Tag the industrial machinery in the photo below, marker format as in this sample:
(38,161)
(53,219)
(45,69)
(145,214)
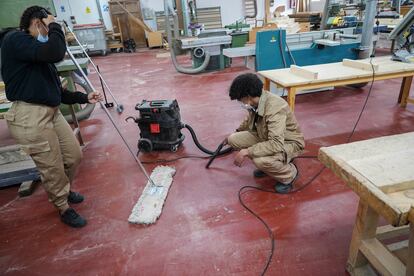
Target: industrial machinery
(403,41)
(206,48)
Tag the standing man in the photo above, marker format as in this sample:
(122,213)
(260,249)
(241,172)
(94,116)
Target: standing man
(269,136)
(34,120)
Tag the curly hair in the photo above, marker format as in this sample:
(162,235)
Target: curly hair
(29,14)
(245,85)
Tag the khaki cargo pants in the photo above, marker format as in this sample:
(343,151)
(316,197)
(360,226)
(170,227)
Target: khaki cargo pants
(44,134)
(276,166)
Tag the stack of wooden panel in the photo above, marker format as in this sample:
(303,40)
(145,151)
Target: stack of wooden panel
(308,21)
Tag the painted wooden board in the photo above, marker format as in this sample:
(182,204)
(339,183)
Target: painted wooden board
###
The task: An exact copy of the listing is needed, minus its pictures.

Reply:
Tag the industrial machinery in the photo below, marker format as in this sample:
(38,161)
(53,219)
(45,69)
(145,214)
Target: industrial machinery
(403,41)
(206,48)
Tag the standing man in the photo above, marker format as in this sample:
(122,213)
(260,249)
(241,172)
(94,116)
Target: standing man
(269,136)
(34,120)
Tag the curly hair in the photo above, marker format as in this sample:
(162,235)
Target: curly hair
(29,14)
(245,85)
Tag the khaki cargo pants in the photo above, marker format as in this sample:
(343,151)
(316,197)
(360,226)
(170,227)
Target: khaki cargo pants
(44,134)
(276,166)
Tag the stack of wooden panel in the photo above, marker format as in this sample:
(303,40)
(145,151)
Target: stack of wooden panel
(308,21)
Tag the painted wooden board in the photo above, marker format as in this sample:
(182,204)
(339,183)
Target: painted wooden board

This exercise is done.